§ EXERCISE DETAILS: Could you rewrite the rows from the line containing "blue shop sign — bbox?" up to and including the line containing "top-left (383, 247), bottom-right (445, 288)" as a numbered list, leaving out any blank lines?

§ Object detection data:
---

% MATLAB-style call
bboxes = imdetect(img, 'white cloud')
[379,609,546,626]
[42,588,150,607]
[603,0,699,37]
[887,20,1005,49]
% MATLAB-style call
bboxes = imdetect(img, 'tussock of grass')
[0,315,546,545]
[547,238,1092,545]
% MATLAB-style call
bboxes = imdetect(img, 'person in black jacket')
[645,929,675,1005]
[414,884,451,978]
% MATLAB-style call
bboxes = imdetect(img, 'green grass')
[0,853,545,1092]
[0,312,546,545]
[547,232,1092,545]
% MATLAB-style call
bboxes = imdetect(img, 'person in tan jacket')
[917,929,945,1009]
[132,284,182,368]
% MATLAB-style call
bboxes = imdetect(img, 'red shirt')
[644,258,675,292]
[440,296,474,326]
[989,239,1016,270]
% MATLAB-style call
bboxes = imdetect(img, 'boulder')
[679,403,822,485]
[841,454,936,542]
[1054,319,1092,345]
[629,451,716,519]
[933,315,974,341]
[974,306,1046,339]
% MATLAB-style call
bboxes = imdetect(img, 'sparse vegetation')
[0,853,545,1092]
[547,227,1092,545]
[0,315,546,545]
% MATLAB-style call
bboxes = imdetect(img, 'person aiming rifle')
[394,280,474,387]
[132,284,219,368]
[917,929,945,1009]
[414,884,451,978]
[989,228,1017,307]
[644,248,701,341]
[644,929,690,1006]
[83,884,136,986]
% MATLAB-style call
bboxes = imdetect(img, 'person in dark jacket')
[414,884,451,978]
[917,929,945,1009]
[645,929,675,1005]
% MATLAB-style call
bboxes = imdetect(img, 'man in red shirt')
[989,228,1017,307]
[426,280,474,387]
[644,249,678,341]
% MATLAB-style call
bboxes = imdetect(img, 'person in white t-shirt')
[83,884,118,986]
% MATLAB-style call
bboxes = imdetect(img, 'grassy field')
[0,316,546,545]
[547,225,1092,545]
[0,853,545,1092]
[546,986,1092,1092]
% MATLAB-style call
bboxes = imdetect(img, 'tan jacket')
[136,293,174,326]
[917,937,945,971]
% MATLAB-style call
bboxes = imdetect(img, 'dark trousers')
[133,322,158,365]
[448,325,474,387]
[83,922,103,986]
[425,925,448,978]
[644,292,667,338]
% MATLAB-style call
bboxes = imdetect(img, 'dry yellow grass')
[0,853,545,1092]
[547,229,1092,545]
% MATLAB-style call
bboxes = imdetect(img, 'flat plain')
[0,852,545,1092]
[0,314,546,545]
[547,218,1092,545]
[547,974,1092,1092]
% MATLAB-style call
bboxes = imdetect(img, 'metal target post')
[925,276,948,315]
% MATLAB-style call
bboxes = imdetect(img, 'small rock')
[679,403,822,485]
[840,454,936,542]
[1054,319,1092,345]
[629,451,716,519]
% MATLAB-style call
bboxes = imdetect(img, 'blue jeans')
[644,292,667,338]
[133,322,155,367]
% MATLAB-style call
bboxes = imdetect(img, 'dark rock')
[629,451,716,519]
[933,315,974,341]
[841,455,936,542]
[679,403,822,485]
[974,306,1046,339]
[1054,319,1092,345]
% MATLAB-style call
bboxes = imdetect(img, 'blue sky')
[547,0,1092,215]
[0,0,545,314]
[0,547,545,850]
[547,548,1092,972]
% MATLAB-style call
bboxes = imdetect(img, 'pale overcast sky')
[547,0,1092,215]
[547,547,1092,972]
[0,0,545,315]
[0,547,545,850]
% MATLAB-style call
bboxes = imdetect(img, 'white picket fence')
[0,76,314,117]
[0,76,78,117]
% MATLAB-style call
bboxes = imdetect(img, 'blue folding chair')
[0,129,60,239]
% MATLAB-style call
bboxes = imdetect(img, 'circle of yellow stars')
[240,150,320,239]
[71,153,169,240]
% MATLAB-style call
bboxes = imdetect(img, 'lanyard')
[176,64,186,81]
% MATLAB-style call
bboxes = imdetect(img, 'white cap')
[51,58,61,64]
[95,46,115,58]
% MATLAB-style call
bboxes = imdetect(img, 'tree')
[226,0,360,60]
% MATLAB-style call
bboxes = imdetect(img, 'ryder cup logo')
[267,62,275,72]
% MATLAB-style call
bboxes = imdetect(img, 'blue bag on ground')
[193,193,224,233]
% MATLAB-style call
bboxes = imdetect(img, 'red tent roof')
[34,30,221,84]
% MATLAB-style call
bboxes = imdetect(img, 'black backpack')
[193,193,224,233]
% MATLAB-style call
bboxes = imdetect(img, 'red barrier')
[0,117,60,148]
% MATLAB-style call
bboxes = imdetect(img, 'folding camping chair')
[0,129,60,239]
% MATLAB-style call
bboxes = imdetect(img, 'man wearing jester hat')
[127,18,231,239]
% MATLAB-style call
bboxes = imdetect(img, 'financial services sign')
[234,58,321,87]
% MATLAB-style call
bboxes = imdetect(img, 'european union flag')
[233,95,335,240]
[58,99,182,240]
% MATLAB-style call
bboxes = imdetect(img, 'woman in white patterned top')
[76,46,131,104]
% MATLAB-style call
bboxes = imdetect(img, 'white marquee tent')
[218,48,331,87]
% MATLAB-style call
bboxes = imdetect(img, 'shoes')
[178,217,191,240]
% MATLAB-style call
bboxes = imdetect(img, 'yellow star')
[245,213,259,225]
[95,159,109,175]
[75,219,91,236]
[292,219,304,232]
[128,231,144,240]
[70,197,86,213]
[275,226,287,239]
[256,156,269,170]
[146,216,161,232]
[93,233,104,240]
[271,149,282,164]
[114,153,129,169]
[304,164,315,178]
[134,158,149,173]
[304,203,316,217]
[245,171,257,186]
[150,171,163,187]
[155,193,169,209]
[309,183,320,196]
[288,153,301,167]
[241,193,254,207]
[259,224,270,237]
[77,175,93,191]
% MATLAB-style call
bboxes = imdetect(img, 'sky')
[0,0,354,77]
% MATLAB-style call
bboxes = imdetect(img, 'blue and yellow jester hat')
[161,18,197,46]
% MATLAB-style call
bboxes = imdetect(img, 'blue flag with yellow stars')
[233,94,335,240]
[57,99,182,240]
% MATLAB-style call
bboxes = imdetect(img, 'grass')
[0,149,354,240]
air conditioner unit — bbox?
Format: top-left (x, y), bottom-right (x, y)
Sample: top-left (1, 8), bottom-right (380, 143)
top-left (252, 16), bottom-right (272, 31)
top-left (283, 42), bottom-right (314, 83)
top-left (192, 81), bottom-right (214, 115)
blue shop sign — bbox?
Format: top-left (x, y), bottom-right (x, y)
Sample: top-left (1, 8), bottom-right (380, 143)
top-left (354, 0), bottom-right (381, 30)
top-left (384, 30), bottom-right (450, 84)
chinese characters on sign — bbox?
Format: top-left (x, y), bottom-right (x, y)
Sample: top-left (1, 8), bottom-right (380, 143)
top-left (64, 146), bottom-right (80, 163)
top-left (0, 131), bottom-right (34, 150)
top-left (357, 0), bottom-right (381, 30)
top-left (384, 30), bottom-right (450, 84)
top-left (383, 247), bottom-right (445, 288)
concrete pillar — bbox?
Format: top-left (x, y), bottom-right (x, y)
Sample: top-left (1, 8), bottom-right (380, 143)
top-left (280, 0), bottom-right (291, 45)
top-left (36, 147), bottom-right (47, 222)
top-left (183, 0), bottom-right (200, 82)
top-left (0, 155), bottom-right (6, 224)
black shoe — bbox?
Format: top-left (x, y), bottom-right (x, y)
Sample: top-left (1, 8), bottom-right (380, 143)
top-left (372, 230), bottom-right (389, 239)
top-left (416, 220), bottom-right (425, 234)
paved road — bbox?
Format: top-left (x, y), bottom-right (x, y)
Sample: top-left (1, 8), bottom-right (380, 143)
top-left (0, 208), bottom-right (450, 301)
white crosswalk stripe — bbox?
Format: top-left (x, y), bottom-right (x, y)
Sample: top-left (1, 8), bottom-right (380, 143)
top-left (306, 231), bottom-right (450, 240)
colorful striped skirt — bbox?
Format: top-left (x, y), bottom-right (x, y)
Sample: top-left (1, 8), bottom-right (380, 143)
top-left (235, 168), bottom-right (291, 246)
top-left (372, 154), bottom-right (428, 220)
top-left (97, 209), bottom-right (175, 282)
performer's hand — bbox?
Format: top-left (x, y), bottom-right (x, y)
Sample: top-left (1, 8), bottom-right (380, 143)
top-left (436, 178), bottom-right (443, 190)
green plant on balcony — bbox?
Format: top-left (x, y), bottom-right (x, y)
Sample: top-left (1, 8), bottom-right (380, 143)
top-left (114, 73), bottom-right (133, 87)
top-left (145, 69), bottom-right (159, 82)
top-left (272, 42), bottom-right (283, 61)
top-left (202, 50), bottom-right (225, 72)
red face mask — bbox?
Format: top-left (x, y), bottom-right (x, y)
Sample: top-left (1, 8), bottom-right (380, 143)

---

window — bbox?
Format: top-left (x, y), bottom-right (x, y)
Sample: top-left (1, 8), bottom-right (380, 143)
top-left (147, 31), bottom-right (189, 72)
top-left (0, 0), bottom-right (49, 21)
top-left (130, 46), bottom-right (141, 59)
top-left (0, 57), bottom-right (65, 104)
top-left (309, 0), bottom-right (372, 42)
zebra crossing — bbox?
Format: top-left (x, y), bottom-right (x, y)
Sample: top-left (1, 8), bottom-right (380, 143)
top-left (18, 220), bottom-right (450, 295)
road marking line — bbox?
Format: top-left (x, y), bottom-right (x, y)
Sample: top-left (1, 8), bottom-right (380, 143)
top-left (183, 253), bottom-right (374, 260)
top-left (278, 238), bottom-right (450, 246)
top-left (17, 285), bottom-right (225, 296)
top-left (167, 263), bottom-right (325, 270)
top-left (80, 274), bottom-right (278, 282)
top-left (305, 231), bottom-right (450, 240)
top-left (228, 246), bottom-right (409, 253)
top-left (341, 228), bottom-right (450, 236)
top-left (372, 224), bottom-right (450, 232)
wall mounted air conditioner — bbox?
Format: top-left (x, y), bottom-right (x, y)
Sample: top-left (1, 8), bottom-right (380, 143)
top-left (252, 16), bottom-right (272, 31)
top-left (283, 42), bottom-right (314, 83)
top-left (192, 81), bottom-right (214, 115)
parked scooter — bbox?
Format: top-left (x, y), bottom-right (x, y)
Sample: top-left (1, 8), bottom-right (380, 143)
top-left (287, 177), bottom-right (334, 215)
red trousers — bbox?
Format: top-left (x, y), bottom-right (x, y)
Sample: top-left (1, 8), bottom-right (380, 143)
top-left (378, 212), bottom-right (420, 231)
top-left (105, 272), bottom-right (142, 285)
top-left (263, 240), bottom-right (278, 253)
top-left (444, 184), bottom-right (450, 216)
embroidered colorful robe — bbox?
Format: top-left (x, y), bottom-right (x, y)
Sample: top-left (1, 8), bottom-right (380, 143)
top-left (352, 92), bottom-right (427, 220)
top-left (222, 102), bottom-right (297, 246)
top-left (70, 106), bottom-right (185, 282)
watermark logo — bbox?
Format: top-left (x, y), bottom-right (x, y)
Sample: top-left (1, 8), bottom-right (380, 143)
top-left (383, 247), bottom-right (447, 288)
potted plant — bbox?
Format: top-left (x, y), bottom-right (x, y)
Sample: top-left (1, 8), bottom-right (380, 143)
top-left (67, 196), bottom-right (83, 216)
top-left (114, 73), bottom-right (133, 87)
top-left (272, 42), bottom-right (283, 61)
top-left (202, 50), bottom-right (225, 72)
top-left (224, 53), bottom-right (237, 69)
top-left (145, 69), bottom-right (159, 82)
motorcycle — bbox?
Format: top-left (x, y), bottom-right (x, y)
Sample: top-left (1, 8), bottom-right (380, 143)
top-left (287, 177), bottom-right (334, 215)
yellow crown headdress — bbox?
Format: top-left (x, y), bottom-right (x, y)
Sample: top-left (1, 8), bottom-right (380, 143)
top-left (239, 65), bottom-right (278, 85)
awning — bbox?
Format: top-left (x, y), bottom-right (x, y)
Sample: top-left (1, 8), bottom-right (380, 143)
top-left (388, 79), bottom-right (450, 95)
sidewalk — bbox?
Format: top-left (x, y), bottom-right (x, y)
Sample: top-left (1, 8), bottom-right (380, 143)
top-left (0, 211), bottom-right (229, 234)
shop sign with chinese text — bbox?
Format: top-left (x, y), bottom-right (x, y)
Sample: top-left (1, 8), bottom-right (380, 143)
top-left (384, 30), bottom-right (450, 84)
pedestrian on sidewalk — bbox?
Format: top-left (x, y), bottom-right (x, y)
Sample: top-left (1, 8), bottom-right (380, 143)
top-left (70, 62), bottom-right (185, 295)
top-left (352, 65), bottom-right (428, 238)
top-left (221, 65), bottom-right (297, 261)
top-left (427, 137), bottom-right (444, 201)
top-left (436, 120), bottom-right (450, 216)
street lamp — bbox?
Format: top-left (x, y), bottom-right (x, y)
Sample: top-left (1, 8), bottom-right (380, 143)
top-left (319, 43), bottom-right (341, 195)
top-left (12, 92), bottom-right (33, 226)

---

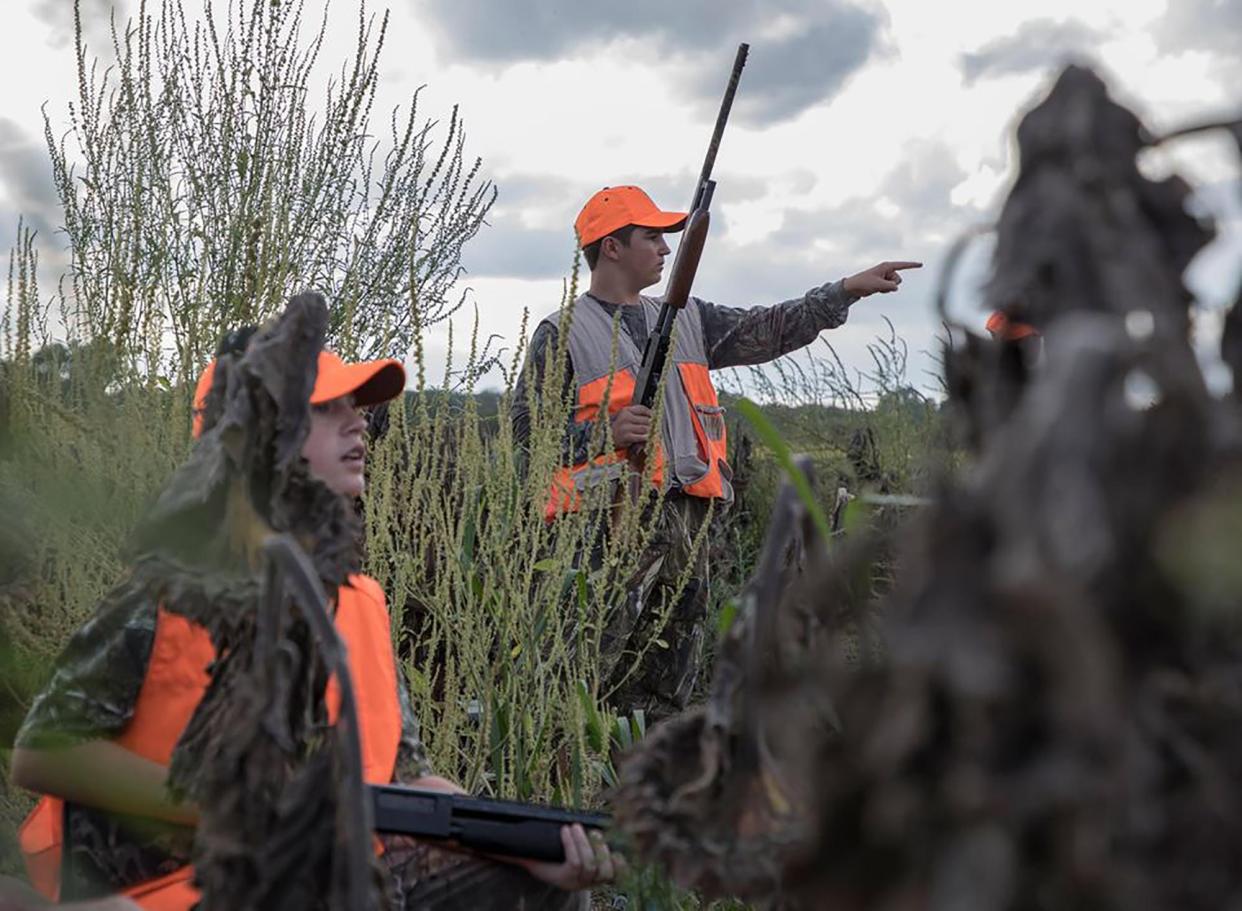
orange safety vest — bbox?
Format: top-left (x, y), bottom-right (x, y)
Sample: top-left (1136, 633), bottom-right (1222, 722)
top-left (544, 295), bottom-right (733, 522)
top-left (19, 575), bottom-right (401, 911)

---

§ TASK OUTPUT:
1. blue shop sign — bbox?
2. Format: top-left (x, y), bottom-right (x, y)
3. Sample: top-left (1, 8), bottom-right (380, 143)
4. top-left (354, 0), bottom-right (381, 30)
5. top-left (384, 30), bottom-right (450, 84)
6. chinese characters on sign — bbox?
7. Format: top-left (x, y), bottom-right (x, y)
8. Sample: top-left (1, 8), bottom-right (380, 143)
9. top-left (64, 146), bottom-right (80, 163)
10. top-left (0, 131), bottom-right (34, 150)
11. top-left (357, 0), bottom-right (381, 30)
12. top-left (384, 30), bottom-right (450, 84)
13. top-left (383, 247), bottom-right (445, 288)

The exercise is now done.